*** The records ***

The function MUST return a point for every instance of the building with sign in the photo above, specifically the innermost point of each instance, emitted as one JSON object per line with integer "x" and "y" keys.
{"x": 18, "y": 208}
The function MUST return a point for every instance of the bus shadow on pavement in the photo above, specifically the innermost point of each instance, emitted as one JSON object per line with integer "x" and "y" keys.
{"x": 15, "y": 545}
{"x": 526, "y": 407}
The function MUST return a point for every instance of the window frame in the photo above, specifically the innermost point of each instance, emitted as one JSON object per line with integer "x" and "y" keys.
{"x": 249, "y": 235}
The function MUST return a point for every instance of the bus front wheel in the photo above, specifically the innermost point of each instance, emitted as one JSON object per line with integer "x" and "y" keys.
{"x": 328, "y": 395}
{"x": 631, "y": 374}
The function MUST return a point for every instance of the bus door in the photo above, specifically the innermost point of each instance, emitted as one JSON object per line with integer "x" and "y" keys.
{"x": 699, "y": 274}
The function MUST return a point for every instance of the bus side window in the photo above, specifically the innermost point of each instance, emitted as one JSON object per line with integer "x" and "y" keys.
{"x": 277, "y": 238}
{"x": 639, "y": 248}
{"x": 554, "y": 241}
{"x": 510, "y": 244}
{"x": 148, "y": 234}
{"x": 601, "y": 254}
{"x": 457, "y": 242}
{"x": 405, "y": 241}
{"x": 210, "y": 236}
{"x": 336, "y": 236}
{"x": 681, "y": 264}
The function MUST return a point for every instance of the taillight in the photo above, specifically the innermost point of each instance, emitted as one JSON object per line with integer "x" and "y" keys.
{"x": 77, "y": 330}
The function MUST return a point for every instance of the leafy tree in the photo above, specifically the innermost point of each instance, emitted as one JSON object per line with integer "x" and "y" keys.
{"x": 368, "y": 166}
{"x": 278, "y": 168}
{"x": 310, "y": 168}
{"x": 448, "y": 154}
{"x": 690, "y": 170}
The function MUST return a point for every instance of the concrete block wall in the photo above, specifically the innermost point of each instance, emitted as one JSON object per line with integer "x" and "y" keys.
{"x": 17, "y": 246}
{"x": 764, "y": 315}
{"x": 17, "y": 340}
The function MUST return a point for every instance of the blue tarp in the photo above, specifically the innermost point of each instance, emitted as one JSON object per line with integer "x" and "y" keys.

***

▶ Assignment
Every line above should be retyped exactly as given.

▶ Task answer
The function MUST return a point for every instance of the building with sign in the photo above, specifically the innermost point of each instance, emitted as one JSON object per line with integer "x" and "y" keys.
{"x": 18, "y": 208}
The function MUST return a point for every instance of the bus shadow on pavement in the photo above, specifically the innermost point of each instance, emitted as one JSON object per line with integer "x" and "y" keys.
{"x": 15, "y": 545}
{"x": 526, "y": 407}
The function MUST return a point for every instance of the window frame in the photo above, specifically the innermost point of each instance, emitted as one JSON object per line with integer "x" and "y" keys.
{"x": 249, "y": 235}
The function MUST return a point for every instance of the bus front wheel in the photo above, specifically the innermost point of each instance, emitted as one JSON object per line with integer "x" and "y" keys.
{"x": 328, "y": 395}
{"x": 631, "y": 374}
The function MUST return a point for every instance of the bus door in the photo above, specifically the innermost point of each instance, emitted as one JSON object per line with integer "x" and "y" keys.
{"x": 699, "y": 274}
The function MUST return a point for every instance of the bus side window in the photo above, specifically the innermost point of each instance, emitted as one JSON object per line with integer "x" and "y" keys.
{"x": 277, "y": 238}
{"x": 639, "y": 248}
{"x": 554, "y": 241}
{"x": 510, "y": 244}
{"x": 148, "y": 234}
{"x": 601, "y": 254}
{"x": 457, "y": 242}
{"x": 405, "y": 241}
{"x": 210, "y": 236}
{"x": 336, "y": 236}
{"x": 681, "y": 264}
The function MUST return a point for every instance of the taillight in the photo above, specifically the innermost point of each instance, emitted as one JSON object per line with integer "x" and "y" keys.
{"x": 77, "y": 330}
The function MUST return a point for every instance of the leafy tree in the photo above, specifically the innermost point of each instance, emitted as one JSON object per line with integer "x" and "y" keys.
{"x": 368, "y": 166}
{"x": 278, "y": 168}
{"x": 310, "y": 168}
{"x": 448, "y": 154}
{"x": 690, "y": 170}
The function MUST return a point for every instance of the concrete block wall in the photo above, specifically the innermost point of each instance, emitted as one JSON object per line with integer "x" and "y" keys.
{"x": 17, "y": 246}
{"x": 764, "y": 315}
{"x": 17, "y": 340}
The function MUST return a point for every instance of the blue tarp in the photo above, specifically the innermost point of each instance, emitted as one JSON object per line with integer "x" and "y" keys.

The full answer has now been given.